Everything from the line with "the wet concrete" to the end of the data should be restated word for word, and nothing before it.

-- Start INPUT FOR THIS TASK --

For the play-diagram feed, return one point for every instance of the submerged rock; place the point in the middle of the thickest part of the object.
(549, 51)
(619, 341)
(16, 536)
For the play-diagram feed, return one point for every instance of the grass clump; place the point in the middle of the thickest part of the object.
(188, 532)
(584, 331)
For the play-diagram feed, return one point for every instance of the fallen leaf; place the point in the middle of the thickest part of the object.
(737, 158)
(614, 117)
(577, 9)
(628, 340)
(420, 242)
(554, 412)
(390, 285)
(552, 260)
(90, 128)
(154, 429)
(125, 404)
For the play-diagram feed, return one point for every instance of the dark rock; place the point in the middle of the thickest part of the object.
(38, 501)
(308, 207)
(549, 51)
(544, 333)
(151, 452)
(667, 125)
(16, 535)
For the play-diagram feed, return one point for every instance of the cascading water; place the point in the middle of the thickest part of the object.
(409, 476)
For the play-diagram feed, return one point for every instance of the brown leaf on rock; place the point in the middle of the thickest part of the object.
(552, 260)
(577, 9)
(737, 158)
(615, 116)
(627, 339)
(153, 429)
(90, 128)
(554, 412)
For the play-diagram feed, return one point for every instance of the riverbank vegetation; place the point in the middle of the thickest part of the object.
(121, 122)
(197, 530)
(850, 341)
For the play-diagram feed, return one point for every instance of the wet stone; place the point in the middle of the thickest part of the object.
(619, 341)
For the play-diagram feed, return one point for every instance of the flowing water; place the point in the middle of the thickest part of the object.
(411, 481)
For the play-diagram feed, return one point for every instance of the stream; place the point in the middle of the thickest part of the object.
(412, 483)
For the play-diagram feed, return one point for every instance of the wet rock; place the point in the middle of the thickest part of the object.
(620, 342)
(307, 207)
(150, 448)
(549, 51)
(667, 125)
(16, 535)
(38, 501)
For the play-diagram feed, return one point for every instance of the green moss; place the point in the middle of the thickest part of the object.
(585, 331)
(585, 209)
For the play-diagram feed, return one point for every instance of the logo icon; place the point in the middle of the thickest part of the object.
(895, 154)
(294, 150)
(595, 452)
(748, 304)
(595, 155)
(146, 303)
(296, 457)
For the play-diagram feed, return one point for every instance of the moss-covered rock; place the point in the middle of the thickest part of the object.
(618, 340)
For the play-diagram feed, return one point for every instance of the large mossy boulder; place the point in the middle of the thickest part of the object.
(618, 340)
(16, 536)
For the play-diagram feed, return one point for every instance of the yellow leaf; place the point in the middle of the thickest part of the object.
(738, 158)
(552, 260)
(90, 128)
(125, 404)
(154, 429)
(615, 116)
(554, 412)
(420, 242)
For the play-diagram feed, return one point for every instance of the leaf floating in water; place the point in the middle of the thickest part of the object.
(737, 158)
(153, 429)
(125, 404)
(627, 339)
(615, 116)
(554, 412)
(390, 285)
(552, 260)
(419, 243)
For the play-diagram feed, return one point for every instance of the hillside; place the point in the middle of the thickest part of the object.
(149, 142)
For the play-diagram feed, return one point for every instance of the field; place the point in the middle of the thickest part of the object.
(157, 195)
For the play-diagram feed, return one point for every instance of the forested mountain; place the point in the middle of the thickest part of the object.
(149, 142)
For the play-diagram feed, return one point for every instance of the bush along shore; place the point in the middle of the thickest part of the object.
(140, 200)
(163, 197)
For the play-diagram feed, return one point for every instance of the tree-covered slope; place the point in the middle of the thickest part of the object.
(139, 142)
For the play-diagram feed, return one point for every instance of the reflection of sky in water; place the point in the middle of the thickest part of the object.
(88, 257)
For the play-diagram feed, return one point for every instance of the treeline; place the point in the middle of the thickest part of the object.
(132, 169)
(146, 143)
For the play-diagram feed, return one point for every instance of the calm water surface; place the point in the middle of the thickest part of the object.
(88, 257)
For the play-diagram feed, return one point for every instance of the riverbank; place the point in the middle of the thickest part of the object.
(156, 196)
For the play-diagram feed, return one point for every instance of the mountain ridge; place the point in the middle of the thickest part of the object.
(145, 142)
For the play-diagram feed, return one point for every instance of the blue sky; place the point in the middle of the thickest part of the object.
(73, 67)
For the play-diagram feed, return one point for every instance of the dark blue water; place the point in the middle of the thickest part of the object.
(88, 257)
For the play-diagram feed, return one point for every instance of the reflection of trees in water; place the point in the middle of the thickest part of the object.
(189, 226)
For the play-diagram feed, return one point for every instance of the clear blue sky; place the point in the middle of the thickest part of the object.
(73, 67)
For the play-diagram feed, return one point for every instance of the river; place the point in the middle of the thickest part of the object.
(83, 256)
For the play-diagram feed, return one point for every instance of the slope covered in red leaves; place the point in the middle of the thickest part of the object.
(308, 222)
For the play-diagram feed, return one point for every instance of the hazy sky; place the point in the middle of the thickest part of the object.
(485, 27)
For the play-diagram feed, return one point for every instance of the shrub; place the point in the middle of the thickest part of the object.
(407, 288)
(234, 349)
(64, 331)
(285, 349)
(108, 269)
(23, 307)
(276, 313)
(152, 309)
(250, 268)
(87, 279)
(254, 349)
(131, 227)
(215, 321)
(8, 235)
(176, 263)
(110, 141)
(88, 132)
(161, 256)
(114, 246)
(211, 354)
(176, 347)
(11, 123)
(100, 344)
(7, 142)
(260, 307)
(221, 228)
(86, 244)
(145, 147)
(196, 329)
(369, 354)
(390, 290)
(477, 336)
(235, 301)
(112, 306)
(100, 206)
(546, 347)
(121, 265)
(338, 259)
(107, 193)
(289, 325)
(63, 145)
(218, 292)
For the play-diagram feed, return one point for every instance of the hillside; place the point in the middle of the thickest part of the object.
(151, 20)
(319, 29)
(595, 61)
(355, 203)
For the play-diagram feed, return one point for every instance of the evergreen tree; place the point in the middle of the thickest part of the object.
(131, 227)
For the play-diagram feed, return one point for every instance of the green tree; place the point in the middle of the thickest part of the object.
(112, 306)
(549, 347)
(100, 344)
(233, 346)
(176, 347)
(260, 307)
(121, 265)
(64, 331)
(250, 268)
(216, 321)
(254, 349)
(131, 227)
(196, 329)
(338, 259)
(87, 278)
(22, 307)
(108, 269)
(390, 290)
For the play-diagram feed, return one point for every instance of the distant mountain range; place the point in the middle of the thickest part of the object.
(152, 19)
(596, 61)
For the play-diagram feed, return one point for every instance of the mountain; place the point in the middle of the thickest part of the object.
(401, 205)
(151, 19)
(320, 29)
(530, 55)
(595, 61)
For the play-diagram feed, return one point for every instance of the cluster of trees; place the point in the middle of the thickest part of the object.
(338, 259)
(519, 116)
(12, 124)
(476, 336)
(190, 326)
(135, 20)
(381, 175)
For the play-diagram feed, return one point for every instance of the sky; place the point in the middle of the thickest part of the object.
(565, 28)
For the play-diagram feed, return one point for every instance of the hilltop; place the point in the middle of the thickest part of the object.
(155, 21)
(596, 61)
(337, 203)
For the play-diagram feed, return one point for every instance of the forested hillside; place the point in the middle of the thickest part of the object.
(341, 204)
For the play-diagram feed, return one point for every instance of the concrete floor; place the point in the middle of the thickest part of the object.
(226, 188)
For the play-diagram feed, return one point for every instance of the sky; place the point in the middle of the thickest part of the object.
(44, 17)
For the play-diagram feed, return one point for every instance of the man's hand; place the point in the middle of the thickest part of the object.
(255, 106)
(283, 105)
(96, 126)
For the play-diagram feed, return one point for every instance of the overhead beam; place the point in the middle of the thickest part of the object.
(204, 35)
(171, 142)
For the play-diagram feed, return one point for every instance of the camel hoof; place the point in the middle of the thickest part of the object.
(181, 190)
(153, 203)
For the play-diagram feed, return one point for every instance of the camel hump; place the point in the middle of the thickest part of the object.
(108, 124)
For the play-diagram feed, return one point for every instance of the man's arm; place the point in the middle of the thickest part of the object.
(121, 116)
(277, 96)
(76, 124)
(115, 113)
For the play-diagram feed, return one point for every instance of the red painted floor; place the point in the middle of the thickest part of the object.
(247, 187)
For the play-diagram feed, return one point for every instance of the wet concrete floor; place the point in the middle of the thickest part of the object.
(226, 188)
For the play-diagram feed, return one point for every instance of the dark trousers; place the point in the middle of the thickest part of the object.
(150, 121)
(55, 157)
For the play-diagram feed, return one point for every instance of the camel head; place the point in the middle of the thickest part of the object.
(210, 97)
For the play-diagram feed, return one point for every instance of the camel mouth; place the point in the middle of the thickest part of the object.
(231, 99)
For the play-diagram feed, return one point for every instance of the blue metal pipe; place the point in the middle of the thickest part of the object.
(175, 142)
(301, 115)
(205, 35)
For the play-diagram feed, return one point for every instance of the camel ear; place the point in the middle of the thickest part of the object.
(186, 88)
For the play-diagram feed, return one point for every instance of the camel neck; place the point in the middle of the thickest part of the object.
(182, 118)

-- End INPUT FOR THIS TASK --

▶ _RESULT OF THE EXERCISE_
For the play-diagram feed, return one point for every instance of the wet concrete floor; place the point in the middle of the thickest part of the object.
(226, 188)
For the play-diagram feed, return one point for every instance of the dark trousers; place the point in the middle of the thickest part of the object.
(150, 121)
(55, 157)
For the play-diagram feed, return one point for every instance of the camel head; place the point in the middle of the thickest part of the object.
(210, 97)
For the play-diagram feed, return one point for every instance of the camel mouth; place the point in the middle of the thickest part of the object.
(231, 99)
For the play-diagram feed, return one point for every instance of the blue metal pipe; place the point in the middle of the thickest part of the object.
(175, 142)
(301, 115)
(205, 35)
For the play-diagram feed, return one point for every instance of the camel ear; place the point in the middle of the thickest part of the object.
(186, 88)
For the play-diagram feed, return one point for every instance of the camel neck; place the point in the middle of the thickest part of the object.
(182, 118)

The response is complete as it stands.